_Set problem_
Retype the listing below word for word, starting at the beginning of the listing and ending at the line containing "Query: flower cluster". Leave the pictures out of your answer.

[START Exercise material]

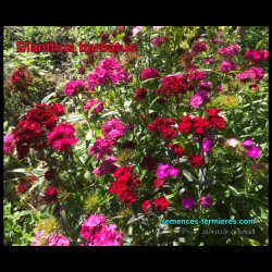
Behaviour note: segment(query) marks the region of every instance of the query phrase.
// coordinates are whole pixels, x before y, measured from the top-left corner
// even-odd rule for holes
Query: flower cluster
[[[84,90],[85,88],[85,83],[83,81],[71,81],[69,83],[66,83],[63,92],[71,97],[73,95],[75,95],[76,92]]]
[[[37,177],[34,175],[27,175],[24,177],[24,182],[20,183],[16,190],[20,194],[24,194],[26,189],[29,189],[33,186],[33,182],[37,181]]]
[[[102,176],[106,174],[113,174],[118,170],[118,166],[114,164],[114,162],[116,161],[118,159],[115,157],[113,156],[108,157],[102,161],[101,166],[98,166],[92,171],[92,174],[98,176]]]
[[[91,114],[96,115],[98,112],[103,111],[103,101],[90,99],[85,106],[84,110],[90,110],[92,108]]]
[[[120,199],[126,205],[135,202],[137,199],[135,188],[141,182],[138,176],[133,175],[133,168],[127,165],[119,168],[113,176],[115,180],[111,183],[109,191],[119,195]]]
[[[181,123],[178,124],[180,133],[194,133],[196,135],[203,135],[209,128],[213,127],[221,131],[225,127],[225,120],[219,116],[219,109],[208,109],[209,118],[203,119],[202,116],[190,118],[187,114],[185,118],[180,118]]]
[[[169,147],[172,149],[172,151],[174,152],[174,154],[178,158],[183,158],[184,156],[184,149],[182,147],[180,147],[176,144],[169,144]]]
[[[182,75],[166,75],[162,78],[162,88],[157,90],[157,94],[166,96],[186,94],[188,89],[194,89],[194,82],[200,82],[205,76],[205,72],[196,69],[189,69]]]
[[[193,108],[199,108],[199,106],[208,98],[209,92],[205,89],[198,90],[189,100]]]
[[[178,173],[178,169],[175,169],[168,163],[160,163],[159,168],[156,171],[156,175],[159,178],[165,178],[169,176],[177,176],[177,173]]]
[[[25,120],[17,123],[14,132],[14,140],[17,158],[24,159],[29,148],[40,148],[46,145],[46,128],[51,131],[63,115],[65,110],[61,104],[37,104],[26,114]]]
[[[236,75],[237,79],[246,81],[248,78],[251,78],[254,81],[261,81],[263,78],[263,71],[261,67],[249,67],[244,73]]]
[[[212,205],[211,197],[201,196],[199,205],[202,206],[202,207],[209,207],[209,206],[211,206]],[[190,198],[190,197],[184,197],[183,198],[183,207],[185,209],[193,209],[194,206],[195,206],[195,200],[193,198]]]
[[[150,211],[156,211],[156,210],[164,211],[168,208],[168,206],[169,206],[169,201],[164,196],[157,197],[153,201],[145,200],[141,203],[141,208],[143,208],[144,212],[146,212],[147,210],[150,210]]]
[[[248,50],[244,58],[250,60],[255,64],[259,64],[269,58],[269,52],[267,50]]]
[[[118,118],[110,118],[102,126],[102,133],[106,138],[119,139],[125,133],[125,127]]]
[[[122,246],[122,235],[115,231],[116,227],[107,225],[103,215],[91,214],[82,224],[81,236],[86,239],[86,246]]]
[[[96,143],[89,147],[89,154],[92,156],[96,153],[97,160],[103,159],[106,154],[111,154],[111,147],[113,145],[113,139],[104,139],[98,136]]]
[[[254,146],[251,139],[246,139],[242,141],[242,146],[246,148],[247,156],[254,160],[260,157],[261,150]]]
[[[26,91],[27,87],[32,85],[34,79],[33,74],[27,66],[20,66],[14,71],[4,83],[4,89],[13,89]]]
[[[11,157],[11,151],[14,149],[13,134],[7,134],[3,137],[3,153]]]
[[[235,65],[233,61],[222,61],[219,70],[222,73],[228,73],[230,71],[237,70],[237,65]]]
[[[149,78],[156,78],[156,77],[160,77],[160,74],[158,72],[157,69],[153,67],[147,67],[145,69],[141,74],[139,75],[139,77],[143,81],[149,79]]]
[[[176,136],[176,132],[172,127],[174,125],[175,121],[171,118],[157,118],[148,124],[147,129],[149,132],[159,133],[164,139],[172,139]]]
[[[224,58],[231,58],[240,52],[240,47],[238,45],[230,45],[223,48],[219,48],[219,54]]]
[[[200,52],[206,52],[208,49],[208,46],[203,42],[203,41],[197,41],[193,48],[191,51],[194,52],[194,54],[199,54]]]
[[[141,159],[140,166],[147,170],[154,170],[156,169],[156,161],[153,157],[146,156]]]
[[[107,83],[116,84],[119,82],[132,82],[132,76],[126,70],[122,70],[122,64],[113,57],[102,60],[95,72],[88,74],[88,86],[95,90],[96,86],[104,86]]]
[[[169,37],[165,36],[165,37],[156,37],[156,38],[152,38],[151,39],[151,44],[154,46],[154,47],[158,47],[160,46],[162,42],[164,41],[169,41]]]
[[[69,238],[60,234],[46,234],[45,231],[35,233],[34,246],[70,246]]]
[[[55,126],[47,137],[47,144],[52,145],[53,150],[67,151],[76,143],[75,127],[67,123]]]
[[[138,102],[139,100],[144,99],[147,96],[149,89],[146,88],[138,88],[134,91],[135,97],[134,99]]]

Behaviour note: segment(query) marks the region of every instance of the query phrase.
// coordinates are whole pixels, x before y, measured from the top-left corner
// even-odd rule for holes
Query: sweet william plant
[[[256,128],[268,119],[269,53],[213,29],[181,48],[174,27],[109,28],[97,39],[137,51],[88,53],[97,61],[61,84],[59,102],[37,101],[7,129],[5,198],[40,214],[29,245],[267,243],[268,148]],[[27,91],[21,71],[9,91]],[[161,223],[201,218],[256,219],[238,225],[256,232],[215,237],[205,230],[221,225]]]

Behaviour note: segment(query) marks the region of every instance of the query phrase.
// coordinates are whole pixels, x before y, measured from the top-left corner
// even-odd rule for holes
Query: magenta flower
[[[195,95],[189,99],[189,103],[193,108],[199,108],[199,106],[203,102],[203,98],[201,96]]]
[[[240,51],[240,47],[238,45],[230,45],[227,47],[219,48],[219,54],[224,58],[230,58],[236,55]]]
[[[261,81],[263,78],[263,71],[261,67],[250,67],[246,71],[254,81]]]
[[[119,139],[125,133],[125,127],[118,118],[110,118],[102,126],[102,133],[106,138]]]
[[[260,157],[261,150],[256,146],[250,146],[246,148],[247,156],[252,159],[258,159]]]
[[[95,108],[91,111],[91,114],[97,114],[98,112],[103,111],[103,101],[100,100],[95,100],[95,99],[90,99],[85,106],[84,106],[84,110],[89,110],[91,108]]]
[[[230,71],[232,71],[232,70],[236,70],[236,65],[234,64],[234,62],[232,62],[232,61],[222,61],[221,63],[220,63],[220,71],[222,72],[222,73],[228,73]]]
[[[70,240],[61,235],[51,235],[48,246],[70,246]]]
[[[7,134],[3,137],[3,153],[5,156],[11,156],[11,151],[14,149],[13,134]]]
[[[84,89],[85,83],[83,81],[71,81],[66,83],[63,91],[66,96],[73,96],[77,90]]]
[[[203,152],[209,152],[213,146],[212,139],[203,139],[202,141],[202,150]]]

[END Exercise material]

_In response_
Behaviour note: segment(query) marks the region of every instance of the query phrase.
// coordinates are whole pixels, x before y, measured from the top-left corner
// even-odd rule for holes
Query: flower cluster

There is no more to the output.